Identify and pull out each line of the entries in which "test" occurs.

══ Record set

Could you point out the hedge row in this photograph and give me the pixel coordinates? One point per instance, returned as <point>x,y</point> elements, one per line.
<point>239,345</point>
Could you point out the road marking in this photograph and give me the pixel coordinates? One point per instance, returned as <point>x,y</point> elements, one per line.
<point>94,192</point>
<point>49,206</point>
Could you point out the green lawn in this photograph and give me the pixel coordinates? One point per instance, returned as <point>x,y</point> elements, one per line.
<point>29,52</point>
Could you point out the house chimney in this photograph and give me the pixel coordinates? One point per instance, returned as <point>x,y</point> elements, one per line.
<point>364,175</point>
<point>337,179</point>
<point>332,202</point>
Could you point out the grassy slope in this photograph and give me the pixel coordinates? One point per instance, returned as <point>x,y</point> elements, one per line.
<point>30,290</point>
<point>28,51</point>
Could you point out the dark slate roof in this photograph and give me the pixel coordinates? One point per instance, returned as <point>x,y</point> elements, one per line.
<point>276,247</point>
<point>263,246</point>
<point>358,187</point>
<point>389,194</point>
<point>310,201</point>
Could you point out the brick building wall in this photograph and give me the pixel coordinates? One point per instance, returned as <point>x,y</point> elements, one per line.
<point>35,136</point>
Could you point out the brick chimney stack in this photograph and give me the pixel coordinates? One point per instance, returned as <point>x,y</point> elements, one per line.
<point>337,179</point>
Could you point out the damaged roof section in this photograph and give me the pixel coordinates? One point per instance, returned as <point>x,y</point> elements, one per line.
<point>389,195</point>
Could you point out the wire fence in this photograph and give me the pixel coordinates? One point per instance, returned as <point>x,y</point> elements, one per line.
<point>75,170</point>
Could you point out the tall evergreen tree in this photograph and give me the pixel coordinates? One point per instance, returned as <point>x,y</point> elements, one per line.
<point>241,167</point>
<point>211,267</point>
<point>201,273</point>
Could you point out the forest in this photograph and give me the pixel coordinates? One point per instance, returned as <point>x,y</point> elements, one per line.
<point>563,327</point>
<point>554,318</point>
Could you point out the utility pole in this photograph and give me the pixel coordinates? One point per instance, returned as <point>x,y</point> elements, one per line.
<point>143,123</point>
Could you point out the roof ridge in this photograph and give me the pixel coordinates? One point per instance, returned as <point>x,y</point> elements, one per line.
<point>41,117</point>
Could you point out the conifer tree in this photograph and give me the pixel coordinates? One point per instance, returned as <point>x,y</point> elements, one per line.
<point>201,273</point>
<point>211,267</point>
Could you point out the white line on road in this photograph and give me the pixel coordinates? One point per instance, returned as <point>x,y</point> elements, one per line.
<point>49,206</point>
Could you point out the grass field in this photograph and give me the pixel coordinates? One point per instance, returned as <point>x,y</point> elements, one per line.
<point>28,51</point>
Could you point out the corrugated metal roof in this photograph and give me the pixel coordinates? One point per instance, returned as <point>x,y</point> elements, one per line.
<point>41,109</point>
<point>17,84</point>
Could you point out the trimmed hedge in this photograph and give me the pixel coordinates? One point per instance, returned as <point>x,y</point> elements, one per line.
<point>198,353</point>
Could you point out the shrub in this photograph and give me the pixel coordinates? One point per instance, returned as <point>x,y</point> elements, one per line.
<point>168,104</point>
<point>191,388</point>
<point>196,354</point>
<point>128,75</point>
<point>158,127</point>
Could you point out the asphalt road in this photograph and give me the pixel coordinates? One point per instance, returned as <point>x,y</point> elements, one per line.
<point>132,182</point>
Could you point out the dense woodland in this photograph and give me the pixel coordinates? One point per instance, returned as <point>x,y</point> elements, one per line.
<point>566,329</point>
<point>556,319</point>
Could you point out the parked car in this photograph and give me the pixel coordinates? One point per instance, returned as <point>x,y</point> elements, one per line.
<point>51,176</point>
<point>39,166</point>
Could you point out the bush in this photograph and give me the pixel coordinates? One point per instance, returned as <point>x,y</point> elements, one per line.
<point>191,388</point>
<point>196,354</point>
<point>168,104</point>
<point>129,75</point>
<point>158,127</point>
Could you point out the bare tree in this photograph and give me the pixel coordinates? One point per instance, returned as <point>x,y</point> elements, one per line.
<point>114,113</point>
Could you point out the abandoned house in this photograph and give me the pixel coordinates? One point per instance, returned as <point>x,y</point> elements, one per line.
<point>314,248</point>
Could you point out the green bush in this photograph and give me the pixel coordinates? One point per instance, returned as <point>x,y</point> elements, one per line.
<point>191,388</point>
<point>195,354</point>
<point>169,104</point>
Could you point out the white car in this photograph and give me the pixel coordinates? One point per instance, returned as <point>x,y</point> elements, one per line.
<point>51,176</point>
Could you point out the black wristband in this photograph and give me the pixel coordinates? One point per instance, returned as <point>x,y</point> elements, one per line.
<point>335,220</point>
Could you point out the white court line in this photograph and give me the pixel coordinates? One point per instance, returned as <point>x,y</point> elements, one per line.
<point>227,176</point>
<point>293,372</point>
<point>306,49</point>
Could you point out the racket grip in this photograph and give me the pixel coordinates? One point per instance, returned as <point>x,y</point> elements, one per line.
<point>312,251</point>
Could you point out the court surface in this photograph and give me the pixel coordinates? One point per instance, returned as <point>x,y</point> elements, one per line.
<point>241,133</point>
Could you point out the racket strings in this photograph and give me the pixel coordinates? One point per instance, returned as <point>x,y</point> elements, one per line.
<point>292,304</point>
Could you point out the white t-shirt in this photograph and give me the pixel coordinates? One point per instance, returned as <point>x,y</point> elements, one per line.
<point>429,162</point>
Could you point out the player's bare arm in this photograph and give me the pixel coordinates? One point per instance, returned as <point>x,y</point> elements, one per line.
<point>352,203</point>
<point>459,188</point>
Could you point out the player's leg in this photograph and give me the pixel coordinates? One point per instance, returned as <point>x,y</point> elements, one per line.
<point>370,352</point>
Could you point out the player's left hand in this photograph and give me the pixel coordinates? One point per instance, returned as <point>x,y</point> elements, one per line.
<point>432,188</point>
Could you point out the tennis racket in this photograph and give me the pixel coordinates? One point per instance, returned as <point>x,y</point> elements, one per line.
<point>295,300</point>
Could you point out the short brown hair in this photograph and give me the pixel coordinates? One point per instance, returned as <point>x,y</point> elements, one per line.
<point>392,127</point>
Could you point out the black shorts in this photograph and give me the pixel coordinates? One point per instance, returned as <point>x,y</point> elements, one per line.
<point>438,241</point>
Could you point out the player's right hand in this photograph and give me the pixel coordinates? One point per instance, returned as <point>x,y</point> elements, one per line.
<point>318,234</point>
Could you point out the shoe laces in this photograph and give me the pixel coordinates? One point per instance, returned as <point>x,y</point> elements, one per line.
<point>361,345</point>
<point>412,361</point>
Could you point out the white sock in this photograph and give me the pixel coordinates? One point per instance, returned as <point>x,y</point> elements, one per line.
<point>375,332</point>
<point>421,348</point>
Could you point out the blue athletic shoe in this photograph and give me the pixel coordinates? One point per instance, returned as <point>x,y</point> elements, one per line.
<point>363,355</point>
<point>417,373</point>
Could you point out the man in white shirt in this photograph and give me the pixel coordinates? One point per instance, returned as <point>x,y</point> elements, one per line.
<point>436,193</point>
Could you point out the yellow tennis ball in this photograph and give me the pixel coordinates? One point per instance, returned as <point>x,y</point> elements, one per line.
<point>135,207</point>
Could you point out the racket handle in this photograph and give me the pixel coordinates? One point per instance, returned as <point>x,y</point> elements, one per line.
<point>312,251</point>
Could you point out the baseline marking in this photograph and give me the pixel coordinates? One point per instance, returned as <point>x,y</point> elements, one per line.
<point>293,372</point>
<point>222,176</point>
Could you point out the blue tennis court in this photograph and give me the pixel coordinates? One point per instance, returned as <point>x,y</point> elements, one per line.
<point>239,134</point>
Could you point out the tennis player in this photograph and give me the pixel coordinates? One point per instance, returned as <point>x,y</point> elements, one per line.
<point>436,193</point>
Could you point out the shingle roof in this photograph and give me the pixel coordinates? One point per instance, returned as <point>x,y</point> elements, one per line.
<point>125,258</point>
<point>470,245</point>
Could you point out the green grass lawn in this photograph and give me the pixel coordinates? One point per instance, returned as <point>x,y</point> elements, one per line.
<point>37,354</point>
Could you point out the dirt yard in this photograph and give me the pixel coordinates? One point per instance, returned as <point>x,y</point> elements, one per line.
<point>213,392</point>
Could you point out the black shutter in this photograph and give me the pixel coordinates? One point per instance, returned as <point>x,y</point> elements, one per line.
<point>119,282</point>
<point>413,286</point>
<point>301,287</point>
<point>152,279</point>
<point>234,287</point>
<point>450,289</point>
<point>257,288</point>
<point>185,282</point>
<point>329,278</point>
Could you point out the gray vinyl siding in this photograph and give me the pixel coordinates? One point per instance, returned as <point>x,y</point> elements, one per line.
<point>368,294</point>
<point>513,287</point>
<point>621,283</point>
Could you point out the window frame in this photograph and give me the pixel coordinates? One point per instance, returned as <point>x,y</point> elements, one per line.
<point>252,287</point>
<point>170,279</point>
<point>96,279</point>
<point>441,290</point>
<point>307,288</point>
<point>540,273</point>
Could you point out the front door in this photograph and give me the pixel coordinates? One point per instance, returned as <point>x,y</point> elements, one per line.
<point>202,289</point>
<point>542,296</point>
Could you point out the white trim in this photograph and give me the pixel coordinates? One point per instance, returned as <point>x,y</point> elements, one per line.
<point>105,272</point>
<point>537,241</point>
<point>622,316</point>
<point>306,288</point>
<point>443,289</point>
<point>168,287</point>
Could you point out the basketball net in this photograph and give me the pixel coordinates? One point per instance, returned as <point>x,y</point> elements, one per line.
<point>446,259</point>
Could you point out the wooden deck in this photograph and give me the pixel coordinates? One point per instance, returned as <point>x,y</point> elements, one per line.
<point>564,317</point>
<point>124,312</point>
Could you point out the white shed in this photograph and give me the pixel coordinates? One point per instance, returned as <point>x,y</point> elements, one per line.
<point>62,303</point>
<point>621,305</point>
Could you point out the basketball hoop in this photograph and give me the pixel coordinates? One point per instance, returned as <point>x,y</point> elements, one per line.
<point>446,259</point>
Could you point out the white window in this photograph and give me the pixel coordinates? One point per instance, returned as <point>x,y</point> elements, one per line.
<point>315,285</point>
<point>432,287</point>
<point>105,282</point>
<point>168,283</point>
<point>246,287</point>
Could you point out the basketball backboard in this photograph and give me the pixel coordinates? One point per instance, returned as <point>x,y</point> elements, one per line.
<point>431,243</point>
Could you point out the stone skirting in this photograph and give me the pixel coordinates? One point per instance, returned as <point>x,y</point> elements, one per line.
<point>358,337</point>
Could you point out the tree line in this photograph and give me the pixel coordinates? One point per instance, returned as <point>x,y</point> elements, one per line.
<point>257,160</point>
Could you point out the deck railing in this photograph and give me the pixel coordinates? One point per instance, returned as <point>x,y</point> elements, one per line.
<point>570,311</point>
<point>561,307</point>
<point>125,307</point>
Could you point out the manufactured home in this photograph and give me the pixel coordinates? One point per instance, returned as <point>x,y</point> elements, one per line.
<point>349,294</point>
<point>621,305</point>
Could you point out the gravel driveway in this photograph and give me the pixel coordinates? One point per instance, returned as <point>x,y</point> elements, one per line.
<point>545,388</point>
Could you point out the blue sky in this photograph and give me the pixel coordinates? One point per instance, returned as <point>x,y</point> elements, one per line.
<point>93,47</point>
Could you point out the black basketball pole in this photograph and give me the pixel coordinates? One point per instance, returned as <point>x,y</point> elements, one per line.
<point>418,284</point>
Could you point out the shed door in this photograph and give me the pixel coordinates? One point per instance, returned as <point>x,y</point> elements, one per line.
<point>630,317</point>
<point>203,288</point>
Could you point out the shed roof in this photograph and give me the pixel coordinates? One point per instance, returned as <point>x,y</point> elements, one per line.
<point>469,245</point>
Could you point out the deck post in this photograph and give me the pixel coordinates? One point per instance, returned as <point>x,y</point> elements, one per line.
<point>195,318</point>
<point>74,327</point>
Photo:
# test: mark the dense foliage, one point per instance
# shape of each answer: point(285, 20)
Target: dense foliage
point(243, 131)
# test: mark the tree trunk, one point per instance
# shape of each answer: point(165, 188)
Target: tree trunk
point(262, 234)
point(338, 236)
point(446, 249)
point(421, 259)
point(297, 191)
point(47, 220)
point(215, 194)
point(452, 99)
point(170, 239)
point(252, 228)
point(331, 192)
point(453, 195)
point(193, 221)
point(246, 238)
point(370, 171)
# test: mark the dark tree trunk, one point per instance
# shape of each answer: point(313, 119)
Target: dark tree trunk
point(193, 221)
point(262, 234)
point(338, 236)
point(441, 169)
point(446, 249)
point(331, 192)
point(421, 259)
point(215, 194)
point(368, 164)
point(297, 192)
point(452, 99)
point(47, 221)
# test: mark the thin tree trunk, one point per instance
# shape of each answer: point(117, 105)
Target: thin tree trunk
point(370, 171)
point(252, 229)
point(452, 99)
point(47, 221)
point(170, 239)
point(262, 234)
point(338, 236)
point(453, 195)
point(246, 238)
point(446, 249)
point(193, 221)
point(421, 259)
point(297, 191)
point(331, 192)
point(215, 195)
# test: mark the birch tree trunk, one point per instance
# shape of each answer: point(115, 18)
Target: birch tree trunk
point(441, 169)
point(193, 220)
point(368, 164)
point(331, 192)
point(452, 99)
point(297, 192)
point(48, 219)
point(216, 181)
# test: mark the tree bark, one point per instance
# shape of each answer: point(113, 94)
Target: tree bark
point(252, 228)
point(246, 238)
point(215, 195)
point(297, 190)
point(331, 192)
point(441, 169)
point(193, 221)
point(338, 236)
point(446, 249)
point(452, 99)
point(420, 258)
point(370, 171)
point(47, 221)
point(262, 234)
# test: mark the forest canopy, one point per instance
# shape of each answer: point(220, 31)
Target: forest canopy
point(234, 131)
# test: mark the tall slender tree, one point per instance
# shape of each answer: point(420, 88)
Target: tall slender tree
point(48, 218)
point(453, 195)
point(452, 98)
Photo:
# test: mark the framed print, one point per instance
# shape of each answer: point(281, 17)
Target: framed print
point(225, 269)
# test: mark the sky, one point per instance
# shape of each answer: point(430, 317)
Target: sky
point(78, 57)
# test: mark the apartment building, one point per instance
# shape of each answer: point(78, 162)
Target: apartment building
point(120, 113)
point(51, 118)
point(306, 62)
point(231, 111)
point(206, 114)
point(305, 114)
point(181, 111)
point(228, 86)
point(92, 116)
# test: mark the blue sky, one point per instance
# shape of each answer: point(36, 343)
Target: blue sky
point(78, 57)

════

Reply to the task:
# test: mark the dense foliage, one point per instance
# test: mark the tree trunk, one point per instance
# test: mark the dark tree trunk, one point per instance
# test: mark the thin tree trunk, one point per instance
# test: mark the birch tree trunk, one point per instance
# test: mark the tree bark, one point per instance
# test: mark the forest canopy, one point per instance
# test: mark the tall slender tree, one point per instance
# test: mark the framed print, one point per instance
# test: mark the sky, one point per instance
# test: mark the apartment building, one point per instance
# test: mark the blue sky, one point per instance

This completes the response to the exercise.